Gegen die Veranstalter des Bad Kleinkirchheim Radmarathons wird nach einem Unfall im Vorjahr ermittelt, der Event wurde deshalb für heuer abgesagt. Wir gehen der Frage nach, was die Causa in ­Zukunft für die Breitensport-Wettkampfszene bedeuten könnte.


Die Absage des Bad Kleinkirchheim Radmarathons 2017 erfolgte in der ersten April-Woche. Kurz zusammengefasst nochmals der Hintergrund: 2016 stürzte ein Teilnehmer schwer und ist seither querschnittsgelähmt. Die Staatsanwaltschaft nahm daraufhin Ermittlungen auf. Norbert Unterköfler vom veranstaltenden Verein RC Feld am See, lange Zeit als Zeuge geführt, findet sich mittlerweile als Beschuldigter wieder. Neben der Anklage droht ihm auch, mit seinem Privatvermögen in dem Fall haften zu müssen. Unter diesen Bedingungen sieht sich das Veranstalterteam nun außerstande, den Event im Jahr 2017 durchzuführen.

************

Die Aufgaben:
• A. Schreib aus dem Ausgangstext die Stelle von „Gegen die Veranstalter“ bis „Jahr 2017 durchzuführen.“ wortgetreu ab.
• B. Schreib den Text über den Radmarathon in Bad Kleinkirchheim weiter, wo er aufhört.
Die Zeilen darunter haben mit dem Text über den Radmarathon nichts zu tun.

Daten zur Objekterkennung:
************

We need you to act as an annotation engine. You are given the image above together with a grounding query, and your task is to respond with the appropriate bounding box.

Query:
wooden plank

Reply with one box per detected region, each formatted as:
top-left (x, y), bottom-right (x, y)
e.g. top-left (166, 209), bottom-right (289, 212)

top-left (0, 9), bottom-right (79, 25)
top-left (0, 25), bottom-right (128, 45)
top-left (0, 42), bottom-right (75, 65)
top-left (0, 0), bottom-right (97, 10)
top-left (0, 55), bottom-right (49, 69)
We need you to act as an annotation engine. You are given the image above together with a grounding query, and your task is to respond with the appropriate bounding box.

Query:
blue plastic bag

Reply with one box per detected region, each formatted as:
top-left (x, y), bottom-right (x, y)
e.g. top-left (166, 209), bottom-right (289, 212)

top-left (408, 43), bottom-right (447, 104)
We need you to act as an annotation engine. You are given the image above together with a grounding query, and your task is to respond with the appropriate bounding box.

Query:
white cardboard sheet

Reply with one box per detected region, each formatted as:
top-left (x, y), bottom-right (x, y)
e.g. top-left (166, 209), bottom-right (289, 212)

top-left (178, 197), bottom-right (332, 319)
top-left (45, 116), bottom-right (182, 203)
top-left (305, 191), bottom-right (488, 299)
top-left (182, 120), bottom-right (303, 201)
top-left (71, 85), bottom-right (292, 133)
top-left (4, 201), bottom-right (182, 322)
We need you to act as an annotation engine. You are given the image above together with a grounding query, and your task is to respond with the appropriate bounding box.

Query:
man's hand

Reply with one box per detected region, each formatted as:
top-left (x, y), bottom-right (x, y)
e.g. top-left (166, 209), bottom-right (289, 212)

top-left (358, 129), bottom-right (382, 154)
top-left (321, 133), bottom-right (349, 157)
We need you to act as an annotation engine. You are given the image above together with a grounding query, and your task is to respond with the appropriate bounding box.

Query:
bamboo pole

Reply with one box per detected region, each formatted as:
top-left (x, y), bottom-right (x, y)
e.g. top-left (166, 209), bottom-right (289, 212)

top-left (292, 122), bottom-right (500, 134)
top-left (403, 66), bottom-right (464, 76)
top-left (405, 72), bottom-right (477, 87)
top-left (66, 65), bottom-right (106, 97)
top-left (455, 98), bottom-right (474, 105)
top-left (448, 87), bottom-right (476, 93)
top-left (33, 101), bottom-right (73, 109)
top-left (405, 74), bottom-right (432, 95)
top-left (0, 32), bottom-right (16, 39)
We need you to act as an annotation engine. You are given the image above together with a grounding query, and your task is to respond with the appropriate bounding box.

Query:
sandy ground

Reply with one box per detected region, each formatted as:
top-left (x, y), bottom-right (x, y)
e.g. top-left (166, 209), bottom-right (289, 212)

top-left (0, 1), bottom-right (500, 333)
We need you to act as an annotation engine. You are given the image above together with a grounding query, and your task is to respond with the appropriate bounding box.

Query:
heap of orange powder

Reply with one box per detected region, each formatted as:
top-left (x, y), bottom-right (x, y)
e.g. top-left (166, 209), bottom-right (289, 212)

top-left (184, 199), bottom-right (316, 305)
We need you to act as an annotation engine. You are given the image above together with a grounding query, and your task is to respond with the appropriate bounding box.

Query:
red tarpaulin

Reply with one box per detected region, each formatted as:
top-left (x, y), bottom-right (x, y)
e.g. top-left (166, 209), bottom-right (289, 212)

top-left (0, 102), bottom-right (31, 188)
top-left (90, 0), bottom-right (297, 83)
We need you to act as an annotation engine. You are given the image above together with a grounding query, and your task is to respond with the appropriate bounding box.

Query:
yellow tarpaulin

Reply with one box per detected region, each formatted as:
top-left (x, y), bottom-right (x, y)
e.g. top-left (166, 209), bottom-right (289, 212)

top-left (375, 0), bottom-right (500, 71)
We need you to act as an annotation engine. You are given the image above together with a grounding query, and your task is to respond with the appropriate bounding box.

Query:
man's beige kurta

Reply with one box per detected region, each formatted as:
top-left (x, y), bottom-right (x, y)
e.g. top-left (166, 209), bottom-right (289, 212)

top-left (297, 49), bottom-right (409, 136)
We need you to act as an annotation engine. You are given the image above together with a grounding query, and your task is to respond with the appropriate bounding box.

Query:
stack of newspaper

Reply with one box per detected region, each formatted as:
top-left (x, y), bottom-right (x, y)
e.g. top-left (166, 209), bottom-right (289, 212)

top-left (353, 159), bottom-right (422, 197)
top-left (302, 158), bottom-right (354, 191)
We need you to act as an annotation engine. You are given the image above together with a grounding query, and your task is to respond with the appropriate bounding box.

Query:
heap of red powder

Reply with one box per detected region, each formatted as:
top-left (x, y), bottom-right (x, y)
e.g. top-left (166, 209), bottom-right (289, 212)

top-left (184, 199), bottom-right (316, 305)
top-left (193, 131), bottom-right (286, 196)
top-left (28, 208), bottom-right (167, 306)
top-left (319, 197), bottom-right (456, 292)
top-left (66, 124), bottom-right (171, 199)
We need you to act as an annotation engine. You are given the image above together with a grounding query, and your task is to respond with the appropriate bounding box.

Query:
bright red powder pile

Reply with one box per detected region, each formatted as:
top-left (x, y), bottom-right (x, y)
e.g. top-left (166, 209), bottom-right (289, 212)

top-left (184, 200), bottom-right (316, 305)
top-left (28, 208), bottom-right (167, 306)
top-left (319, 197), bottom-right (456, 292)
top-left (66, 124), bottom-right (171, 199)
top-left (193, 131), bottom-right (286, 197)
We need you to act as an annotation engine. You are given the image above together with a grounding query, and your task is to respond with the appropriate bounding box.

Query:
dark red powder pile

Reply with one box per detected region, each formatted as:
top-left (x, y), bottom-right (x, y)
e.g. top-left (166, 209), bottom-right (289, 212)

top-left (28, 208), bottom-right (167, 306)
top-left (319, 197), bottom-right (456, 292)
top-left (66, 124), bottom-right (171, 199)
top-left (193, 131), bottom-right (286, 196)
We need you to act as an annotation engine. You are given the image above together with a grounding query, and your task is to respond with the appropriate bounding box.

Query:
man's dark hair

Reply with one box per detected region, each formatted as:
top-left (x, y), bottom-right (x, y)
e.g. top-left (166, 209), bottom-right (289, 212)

************

Ergebnisse je Aufgabe:
• A.
Gegen die Veranstalter des Bad Kleinkirchheim Radmarathons wird nach einem Unfall im Vorjahr ermittelt, der Event wurde deshalb für heuer abgesagt. Wir gehen der Frage nach, was die Causa in ­Zukunft für die Breitensport-Wettkampfszene bedeuten könnte.


Die Absage des Bad Kleinkirchheim Radmarathons 2017 erfolgte in der ersten April-Woche. Kurz zusammengefasst nochmals der Hintergrund: 2016 stürzte ein Teilnehmer schwer und ist seither querschnittsgelähmt. Die Staatsanwaltschaft nahm daraufhin Ermittlungen auf. Norbert Unterköfler vom veranstaltenden Verein RC Feld am See, lange Zeit als Zeuge geführt, findet sich mittlerweile als Beschuldigter wieder. Neben der Anklage droht ihm auch, mit seinem Privatvermögen in dem Fall haften zu müssen. Unter diesen Bedingungen sieht sich das Veranstalterteam nun außerstande, den Event im Jahr 2017 durchzuführen.

• B.
Knapp zwei Monate nach der offiziellen Absage sind rund um die Causa viele Fragen offen. Natürlich, ob es eine Anklage gibt und gegen wen. Außer Norbert Unterköfler ist auch ein Beamter der Kärntner Landesregierung, die das Rennen genehmigt hat, als Beschuldigter geführt. Und auch die beiden Streckenchefs sind im Visier der Staatsanwaltschaft.

Ebenfalls offen und möglicherweise sogar entscheidend: Lässt sich überhaupt ein kausaler Zusammenhang zwischen dem Riss in der Asphaltdecke und dem folgenschweren Sturz herstellen? Und – weiter in die Zukunft geblickt: Werden Veranstaltungen dieser Art überhaupt noch genehmigt werden können? Werden sich Veranstalter das noch antun, wenn ihnen solche Folgen blühen?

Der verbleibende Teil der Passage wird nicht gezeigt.